State how many lines in the listing below contain the string "bell", with case taken into account. Give only the number.

------------------------------------

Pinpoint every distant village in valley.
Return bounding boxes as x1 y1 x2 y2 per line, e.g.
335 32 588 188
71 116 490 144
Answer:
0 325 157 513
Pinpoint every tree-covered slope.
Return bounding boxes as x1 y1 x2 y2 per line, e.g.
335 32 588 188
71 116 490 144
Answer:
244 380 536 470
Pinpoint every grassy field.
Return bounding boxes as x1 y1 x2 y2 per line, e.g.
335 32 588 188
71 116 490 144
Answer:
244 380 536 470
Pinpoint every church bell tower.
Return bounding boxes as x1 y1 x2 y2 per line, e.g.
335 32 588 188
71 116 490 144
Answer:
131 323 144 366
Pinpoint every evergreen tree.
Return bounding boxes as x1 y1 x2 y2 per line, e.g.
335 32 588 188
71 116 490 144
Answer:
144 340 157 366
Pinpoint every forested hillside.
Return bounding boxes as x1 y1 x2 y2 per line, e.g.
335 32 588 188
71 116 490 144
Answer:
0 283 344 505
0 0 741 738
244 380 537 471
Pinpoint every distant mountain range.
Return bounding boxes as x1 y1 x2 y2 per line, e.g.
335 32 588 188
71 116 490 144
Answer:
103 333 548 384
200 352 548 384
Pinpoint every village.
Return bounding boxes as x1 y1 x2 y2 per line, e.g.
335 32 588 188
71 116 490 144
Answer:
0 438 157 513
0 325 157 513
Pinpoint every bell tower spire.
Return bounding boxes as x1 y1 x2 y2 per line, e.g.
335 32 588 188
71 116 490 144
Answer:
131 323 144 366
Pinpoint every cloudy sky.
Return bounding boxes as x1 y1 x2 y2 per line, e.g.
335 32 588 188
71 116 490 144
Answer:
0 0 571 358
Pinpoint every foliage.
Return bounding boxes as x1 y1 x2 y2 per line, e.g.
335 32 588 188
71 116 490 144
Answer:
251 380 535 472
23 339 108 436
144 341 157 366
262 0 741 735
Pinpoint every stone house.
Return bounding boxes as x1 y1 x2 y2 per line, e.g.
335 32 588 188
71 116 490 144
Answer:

------------------------------------

# Task answer:
2